Stated task = Count the lines in the records below that contain the string "decoration", matching case exactly, and give only the number.

Records shown =
>> start
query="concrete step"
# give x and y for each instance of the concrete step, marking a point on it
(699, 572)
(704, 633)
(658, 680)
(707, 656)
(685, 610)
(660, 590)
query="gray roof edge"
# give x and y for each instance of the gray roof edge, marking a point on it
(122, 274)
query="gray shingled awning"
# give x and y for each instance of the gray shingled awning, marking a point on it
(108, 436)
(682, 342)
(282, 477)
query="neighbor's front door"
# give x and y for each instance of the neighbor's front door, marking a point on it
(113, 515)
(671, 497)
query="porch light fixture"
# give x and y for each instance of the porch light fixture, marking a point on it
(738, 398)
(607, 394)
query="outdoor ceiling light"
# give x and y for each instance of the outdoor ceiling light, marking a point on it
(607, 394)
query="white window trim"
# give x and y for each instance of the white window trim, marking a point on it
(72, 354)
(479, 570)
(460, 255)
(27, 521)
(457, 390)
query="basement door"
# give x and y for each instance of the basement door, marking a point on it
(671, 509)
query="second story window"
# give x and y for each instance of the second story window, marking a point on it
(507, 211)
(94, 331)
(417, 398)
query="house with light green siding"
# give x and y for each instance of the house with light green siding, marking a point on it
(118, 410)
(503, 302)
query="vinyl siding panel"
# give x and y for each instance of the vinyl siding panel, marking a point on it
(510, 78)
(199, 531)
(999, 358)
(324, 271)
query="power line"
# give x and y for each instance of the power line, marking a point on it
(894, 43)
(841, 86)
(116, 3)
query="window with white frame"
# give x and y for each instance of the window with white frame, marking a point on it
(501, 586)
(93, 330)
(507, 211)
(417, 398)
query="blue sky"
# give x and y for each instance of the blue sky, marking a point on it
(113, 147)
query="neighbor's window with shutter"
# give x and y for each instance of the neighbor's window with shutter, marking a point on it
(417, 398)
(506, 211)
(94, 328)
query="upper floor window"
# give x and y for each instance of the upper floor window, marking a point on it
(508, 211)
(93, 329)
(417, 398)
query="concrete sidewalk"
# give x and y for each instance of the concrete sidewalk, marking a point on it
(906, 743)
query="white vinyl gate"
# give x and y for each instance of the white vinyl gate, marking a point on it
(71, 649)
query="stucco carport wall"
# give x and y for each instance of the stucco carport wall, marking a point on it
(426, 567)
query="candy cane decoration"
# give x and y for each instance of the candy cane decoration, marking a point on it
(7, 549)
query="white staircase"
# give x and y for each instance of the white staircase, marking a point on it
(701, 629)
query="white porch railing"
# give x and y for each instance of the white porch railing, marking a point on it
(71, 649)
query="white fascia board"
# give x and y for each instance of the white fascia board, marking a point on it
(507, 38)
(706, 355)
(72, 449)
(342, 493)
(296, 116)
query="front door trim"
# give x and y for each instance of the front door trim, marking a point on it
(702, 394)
>> end
>> start
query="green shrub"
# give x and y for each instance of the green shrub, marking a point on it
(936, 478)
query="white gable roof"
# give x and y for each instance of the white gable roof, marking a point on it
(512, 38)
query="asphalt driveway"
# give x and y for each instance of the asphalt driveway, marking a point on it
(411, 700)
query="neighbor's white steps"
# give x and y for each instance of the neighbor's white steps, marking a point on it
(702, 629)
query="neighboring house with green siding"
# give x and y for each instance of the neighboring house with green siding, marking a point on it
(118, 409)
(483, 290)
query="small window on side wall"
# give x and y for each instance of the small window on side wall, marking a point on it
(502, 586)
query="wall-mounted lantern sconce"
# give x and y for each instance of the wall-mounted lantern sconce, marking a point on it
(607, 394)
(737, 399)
>> end
The response = 2